### Document
[start]
In a way, lifting the import ban on American beef was a long overdue action that Seoul had promised to take once the World Organization for Animal Health ruled American beef safe, as it did last September.

But until Lee, politicians here had shunned taking the political risk because, among left-leaning or nationalistic young South Koreans, the issue has become a test of whether Seoul can stand up to Washington.

For 40 days, central Seoul has been rocked by demonstrations, which began as rallies by hundreds of teenage students, singing, dancing and holding candles to protest American beef. They have evolved into a protest against government policies on education, health care and consumer prices.
Once hailed as a potential savior of the troubled economy, Lee has lost public confidence in his leadership over a broad range of policies as the nation is grappling with a slowing economy and a prolonged crisis over North Korea's nuclear weapons programs, political analysts said.

"Lee Myung Bak, out!" protesters chanted, brandishing yellow and red cards carrying the same message.

The rally had an almost festive mood, with antigovernment slogans reverberating through the city center well past midnight. Loudspeakers blared the songs South Koreans sang during their struggle against the military dictators of the 1970s and '80s. Large balloons carried banners that read "Judgement day for Lee Myung Bak" and "Renegotiate the beef deal." One widely distributed leaflet said: "Mad cow drives our people mad!"

South Korea banned American beef imports in December 2003 after a case was reported in the United States.

The police estimated the crowd at 100,000, while organizers claimed it amounted to 700,000.

The protesters appeared to encompass a broad spectrum of society: students, union members, Roman Catholic nuns, office workers in neckties, and mothers and fathers holding hands with small children.
[end]
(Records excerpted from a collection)
[start]
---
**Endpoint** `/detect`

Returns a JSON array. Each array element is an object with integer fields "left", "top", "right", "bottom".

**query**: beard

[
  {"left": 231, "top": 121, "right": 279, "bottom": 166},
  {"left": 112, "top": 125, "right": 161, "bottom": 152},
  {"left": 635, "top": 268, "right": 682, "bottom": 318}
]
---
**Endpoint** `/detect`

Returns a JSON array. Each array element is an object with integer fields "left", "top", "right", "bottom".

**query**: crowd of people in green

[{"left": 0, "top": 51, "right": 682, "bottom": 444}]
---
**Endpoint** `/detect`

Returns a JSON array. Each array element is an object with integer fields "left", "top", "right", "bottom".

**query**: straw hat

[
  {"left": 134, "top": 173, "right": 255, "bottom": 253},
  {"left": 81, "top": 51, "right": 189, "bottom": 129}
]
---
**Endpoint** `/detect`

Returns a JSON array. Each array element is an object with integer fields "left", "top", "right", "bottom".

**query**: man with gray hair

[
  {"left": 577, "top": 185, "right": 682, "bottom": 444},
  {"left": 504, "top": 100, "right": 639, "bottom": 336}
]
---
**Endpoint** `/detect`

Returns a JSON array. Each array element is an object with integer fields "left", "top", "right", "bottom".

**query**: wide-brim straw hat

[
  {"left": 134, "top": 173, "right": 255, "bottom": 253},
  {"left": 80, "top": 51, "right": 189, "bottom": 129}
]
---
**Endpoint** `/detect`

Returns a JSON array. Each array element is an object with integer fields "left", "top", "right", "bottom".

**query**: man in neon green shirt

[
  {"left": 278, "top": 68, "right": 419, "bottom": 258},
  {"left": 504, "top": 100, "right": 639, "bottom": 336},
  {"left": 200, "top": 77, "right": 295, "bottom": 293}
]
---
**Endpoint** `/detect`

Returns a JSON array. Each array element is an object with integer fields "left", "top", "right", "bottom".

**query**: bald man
[end]
### Stated goal 1
According to the article on the Seoul beef protests, what crowd size did the police estimate?
### Stated goal 2
Reproduce all of the records word for word, from the first line to the last.

### Task result 1
The police estimated the crowd at 100,000.

### Task result 2
---
**Endpoint** `/detect`

Returns a JSON array. Each array element is an object with integer fields "left", "top", "right", "bottom".

**query**: beard

[
  {"left": 231, "top": 121, "right": 279, "bottom": 166},
  {"left": 112, "top": 125, "right": 161, "bottom": 152},
  {"left": 635, "top": 268, "right": 682, "bottom": 318}
]
---
**Endpoint** `/detect`

Returns a JSON array. Each array element is an object with integer fields "left", "top", "right", "bottom".

**query**: crowd of people in green

[{"left": 0, "top": 51, "right": 682, "bottom": 444}]
---
**Endpoint** `/detect`

Returns a JSON array. Each array element is an object with integer fields "left", "top", "right", "bottom".

**query**: straw hat

[
  {"left": 134, "top": 173, "right": 255, "bottom": 253},
  {"left": 81, "top": 51, "right": 189, "bottom": 129}
]
---
**Endpoint** `/detect`

Returns a JSON array. Each array element is an object with integer fields "left", "top", "right", "bottom".

**query**: man with gray hair

[
  {"left": 577, "top": 185, "right": 682, "bottom": 444},
  {"left": 504, "top": 100, "right": 639, "bottom": 336}
]
---
**Endpoint** `/detect`

Returns a JSON array. Each array element is an object with integer fields "left", "top", "right", "bottom".

**query**: wide-brim straw hat

[
  {"left": 134, "top": 173, "right": 255, "bottom": 253},
  {"left": 80, "top": 51, "right": 189, "bottom": 129}
]
---
**Endpoint** `/detect`

Returns a JSON array. Each array element is an object with integer fields "left", "top", "right", "bottom".

**query**: man in neon green shirt

[
  {"left": 278, "top": 68, "right": 419, "bottom": 258},
  {"left": 504, "top": 100, "right": 639, "bottom": 336},
  {"left": 200, "top": 77, "right": 295, "bottom": 293}
]
---
**Endpoint** `/detect`

Returns a JSON array. Each array element is an object with integer fields "left", "top", "right", "bottom".

**query**: bald man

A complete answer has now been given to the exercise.